STATED GOAL → Pick out and copy each row below that contains the string "every". Case counts.

DATA EXCERPTS →
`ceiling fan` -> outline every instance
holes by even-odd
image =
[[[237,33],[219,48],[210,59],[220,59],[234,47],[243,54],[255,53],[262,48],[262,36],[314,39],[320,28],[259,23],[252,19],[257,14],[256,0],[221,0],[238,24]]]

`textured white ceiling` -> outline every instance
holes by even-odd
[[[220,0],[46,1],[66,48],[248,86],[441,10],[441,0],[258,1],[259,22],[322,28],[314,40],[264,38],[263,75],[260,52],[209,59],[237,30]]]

* * *

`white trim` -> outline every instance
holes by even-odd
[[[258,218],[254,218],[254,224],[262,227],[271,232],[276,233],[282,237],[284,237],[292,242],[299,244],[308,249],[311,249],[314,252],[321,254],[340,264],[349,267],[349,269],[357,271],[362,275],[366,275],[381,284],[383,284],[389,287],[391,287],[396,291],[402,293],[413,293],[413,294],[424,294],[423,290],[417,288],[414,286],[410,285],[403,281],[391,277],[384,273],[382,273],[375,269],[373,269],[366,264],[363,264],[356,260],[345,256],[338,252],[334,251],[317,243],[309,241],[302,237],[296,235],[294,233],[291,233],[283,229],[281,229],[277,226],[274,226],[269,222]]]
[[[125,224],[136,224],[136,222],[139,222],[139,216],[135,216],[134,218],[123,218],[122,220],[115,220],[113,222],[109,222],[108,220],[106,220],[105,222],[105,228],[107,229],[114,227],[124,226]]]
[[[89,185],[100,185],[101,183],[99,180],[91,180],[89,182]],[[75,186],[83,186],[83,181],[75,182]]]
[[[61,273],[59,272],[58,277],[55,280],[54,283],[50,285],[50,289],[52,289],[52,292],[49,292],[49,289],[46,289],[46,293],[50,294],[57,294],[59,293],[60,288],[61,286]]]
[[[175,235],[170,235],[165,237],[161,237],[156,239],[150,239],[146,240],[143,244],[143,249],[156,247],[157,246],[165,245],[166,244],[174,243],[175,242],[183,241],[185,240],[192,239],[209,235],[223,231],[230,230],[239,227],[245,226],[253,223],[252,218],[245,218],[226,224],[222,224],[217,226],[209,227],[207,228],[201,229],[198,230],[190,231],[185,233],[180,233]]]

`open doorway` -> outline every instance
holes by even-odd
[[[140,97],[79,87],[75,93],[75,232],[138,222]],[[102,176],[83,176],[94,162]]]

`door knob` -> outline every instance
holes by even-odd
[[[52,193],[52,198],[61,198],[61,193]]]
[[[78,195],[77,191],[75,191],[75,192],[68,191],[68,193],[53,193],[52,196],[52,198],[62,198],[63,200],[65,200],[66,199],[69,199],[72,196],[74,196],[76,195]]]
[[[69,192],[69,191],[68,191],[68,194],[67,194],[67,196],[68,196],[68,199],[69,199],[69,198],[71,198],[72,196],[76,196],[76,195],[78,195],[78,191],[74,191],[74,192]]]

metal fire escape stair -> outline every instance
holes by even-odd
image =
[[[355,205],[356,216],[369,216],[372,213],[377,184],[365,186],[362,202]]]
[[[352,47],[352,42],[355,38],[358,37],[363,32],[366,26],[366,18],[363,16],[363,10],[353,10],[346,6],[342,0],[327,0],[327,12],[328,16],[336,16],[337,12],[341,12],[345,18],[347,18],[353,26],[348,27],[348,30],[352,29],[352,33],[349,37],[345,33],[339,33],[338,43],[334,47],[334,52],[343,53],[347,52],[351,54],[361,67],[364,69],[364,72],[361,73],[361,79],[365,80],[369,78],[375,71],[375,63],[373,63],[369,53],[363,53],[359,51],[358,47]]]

FINAL ANSWER →
`ceiling fan` -> outline every instance
`textured white ceiling` -> outline every instance
`white trim` -> outline every instance
`open doorway` -> outline every instance
`door knob` -> outline every instance
metal fire escape stair -> outline every instance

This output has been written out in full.